Exercise input START

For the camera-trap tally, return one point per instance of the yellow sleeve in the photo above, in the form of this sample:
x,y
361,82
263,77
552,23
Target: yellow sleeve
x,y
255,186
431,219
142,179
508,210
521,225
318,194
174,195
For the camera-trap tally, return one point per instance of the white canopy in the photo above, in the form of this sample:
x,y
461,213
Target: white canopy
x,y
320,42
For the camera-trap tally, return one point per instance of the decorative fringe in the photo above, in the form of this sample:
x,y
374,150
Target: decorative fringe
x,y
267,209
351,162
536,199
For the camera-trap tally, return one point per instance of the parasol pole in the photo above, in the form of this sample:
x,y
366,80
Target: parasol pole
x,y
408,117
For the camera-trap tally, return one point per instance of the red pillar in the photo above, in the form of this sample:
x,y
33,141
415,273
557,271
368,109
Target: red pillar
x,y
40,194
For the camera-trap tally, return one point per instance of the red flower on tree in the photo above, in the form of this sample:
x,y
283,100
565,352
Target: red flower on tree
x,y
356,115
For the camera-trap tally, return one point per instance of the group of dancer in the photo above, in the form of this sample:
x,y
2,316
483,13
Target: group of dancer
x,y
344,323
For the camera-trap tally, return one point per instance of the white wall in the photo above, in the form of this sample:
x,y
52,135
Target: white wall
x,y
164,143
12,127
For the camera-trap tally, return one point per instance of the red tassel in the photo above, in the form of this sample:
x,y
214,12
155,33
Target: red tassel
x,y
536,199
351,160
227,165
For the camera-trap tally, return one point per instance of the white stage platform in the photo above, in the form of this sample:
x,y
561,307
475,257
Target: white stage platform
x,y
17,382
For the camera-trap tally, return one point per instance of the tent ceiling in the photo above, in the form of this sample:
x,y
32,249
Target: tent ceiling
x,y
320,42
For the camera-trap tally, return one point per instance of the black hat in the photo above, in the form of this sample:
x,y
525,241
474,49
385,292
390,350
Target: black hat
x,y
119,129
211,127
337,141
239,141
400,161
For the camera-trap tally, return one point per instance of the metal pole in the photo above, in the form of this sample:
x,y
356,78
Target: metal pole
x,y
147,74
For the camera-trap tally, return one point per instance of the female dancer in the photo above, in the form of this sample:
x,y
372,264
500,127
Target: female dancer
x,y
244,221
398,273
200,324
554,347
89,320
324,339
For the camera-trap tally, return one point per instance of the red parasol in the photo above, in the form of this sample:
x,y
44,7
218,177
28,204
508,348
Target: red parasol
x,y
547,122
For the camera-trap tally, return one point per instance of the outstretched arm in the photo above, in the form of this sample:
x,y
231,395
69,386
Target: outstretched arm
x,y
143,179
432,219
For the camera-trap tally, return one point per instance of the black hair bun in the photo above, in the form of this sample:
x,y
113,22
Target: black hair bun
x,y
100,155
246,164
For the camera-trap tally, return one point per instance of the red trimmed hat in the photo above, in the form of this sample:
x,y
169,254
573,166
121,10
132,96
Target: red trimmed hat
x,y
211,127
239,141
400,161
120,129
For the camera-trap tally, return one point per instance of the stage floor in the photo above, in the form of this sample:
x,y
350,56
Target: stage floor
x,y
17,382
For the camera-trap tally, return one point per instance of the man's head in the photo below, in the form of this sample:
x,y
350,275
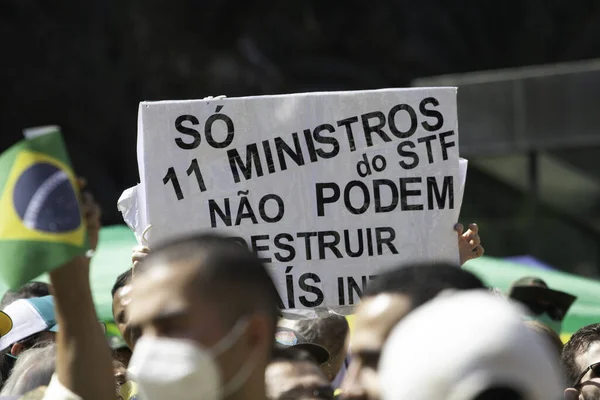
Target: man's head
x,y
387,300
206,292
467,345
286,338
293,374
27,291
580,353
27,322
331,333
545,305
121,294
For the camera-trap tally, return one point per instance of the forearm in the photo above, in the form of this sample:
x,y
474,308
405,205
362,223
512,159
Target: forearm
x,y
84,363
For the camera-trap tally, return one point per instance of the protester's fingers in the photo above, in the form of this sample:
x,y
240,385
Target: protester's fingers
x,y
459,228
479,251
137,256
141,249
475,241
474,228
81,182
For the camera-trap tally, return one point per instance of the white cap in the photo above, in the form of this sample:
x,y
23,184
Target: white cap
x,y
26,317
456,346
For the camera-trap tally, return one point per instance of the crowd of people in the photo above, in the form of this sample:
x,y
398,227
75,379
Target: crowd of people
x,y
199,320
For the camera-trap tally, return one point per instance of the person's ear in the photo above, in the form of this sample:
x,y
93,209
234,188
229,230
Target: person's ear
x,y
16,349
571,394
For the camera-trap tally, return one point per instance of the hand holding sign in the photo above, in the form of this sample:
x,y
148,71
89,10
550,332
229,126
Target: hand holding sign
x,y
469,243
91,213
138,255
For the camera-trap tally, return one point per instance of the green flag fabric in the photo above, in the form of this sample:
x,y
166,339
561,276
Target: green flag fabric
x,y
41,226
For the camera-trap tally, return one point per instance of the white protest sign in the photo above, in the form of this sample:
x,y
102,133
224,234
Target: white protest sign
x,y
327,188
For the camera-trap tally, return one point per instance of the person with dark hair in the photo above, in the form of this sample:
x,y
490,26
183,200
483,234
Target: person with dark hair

Exercise input END

▸ **Work item**
None of the pictures should appear, though every line of the data above must be reproduced exactly.

▸ **Answer to this exercise**
For the camera-trap tally, return one point per instance of the yellow sleeve in the photo above, in the form of this sample:
x,y
361,82
263,77
552,23
Target: yellow sleeve
x,y
255,186
431,219
142,179
508,210
521,225
318,194
174,195
For the camera-trap tally, return one point per instance of the white canopy in the photo above, in the form of this sample:
x,y
461,213
Target: white canopy
x,y
320,42
For the camera-trap tally, return one point per instance of the decorative fringe in the photo above, in the form of this sample:
x,y
374,150
Target: decorative fringe
x,y
267,209
351,162
536,199
For the camera-trap tally, return one point per instance of the parasol pole in the photo above, in the form of this sample:
x,y
366,80
Target: parasol pole
x,y
408,117
For the camera-trap tally, return one point per instance of the red pillar in the photo above, in the form of this sample:
x,y
33,141
415,273
557,271
368,109
Target: red pillar
x,y
40,194
For the camera-trap tally, return one point per instance of the red flower on tree in the photo above, in the form of this sample:
x,y
283,100
565,352
Target: red flower on tree
x,y
356,115
For the camera-trap tally, return one point per instance of the group of dancer in the photo above, in the form of this sample:
x,y
2,316
483,13
Target: group of dancer
x,y
344,323
For the camera-trap tally, return one point per instance of the white wall in the photo above, in the form of this sample:
x,y
52,135
Target: white wall
x,y
164,143
12,127
For the camera-trap tally, return one point per instance of the red tassel in the photo above, in the form of this sample:
x,y
214,12
155,33
Target: red tassel
x,y
536,199
351,160
227,165
For the camera-trap tally, return one point per instance of the white stage platform in the photo above, in the form of this sample:
x,y
561,307
475,257
Target: white stage platform
x,y
17,382
For the camera-trap tally, return one point per instance of the tent ceiling in the photo above, in the form of this sample:
x,y
32,249
Target: tent ceiling
x,y
320,42
For the camera-trap tally, return one point per instance of the black hat in the photo above, in the form of this sample:
x,y
525,241
474,49
385,292
390,350
Target: black hat
x,y
119,129
211,127
337,141
239,141
400,161
For the camera-trap tally, return one point per instance of the metal pole in the photo above, in the form of this sample:
x,y
356,78
Target: metal pole
x,y
147,74
For the camera-trap tally, return one point per instance of the female dancer in the photo above, in the form of this sample:
x,y
372,264
500,127
Target: female dancer
x,y
244,221
398,273
200,324
554,347
89,320
324,339
For the camera-trap tally, return one point per instance of the red parasol in the photo above, in the form of this sample:
x,y
44,7
218,177
28,204
508,348
Target: red parasol
x,y
547,122
For the camera-trap tally, return one point per instance of the outstretched arm in the photo above, in the form of this sample:
x,y
231,395
69,386
Target: outstretched arm
x,y
143,179
432,219
For the camera-trap tally, return one point per instance of the black hair bun in the photo above, in the form of this sample:
x,y
113,22
Target: black hair bun
x,y
100,155
246,164
For the camera-trap tally, return one point per instance of the red trimmed hat in the photo above, in the form of this sample:
x,y
169,254
573,166
121,10
132,96
Target: red trimmed hat
x,y
211,127
239,141
400,161
120,129
For the camera-trap tally, return one point per instance of the stage floor in the photo above, in the form of this sample:
x,y
350,56
Target: stage floor
x,y
17,382
For the camera-trap tally, return one point per instance of the man's head in the photo below, in the form of this sample:
x,y
350,275
Target: man's head
x,y
387,300
206,292
467,345
286,338
293,374
27,291
580,353
27,322
331,333
545,305
121,294
For the camera-trap tally, return one point per instance of the forearm in the photo above, in the form of this sample:
x,y
474,308
405,205
362,223
512,159
Target: forearm
x,y
84,363
For the camera-trap tally, return one point per instance of the protester's fingers in the photo above, in the form of this sample:
x,y
240,385
Target: protester's fingers
x,y
459,228
479,251
137,256
141,249
475,241
474,228
81,182
For the camera-trap tally, return one point per instance of the white cap in the photo above, in the form of this sample:
x,y
23,184
Target: white cap
x,y
26,317
456,346
For the camera-trap tally, return one point per instance of the crowd of people in the photo above, in the form of this sample:
x,y
398,227
75,379
Target: crowd of people
x,y
199,320
For the camera-trap tally, return one point per instance of the person's ear in the photo above, in the form of this sample:
x,y
93,209
234,188
229,230
Target: person's ear
x,y
16,349
571,394
For the camera-trap tally, return one point per instance of the hand holding sign in the photo above, in the form of this sample:
x,y
148,71
89,10
550,332
229,126
Target: hand holding sign
x,y
469,243
91,213
138,255
For the camera-trap tally, return one point per instance of the green flag fabric in the photo above, in the form of this sample:
x,y
166,339
561,276
Target: green flag fabric
x,y
41,226
For the camera-trap tally, return one point per instance of the white protest sign in the photo above, in the form of this sample:
x,y
102,133
224,234
Target: white protest sign
x,y
327,188
For the camera-trap tally, return one point per instance of the person with dark hair in the photo above, in the form of this sample:
x,y
490,26
183,200
483,234
Target: person with dark hair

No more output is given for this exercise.